→ Selected excerpt:
------------
VSM Cover Story
Test-Drive SQL Server Data Services
Microsoft readies its new "cloud database" by hosting beta versions of REST and SOAP protocols for performing CRUD operations on clustered, customized SQL Server 2008 instances. These instances are organized as massively scalable, super-reliable, highly available Web services.
TECHNOLOGY TOOLBOX: VB.NET, SQL Server, Other: XML (See Additional Resources)
Provisioning highly scalable databases as Web services with REST and SOAP data access and update protocols is one of 2008's hottest Web infrastructure topics. Web-Oriented Architecture (WOA) envisions that on-premises services will morph to Web-facing resources accessible to enterprise workers anywhere and anytime.
------------
→ Given records:
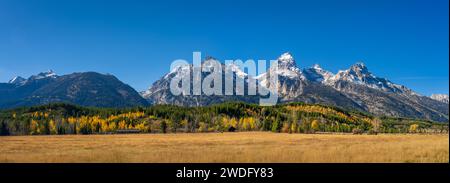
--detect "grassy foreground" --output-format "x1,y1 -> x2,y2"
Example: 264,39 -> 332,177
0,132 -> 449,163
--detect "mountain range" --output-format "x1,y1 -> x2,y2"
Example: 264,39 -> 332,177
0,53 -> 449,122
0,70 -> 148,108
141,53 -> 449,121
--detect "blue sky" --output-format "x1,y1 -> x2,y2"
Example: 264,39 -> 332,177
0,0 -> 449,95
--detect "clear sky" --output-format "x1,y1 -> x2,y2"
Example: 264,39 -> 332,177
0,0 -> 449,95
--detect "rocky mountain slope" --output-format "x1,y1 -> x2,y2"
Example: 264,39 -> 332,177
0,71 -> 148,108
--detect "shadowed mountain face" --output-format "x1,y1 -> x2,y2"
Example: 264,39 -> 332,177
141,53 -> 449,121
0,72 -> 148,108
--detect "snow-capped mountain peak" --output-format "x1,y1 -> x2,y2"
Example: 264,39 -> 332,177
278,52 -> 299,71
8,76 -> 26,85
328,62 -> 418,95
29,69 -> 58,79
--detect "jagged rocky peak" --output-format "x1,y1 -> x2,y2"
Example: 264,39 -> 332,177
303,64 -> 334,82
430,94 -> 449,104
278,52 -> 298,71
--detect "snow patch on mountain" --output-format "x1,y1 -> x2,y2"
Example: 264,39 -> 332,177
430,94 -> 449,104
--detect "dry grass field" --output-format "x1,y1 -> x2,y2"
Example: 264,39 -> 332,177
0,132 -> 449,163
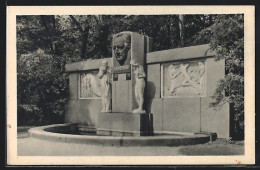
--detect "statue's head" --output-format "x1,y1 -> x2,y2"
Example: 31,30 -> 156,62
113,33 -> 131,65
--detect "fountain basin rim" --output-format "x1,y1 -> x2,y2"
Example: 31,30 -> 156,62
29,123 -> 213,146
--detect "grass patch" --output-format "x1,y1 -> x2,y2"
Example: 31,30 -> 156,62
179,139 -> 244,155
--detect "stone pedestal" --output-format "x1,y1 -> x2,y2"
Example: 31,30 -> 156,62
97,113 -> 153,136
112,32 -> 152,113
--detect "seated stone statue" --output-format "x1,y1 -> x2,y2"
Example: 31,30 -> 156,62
------------
→ Assigned task:
Pick up the SQL Server Data Services article after its final sentence and continue it in the same voice for one or two paragraphs.

→ Result below:
Numerous bloggers and industry pundits, such as Microsoft's Jon Udell, are issuing the call to "overcome data friction" by moving from screen-scraping pages to Web-based data services as resources for data-intensive mashups. Forrester Research Inc. estimates that global "Enterprise 2.0" spending on WOA will reach $4.6 billion in five years (see Additional Resources). Accommodating rapid user growth and fluctuating traffic patterns ordinarily requires drastically overbuilding Web infrastructure to reduce latency when traffic spikes occur. Renting scalable resources in existing data centers with a monthly payment based on gigabytes of data stored and up or downloaded is far preferable to making large, up-front capital investments, especially for startups.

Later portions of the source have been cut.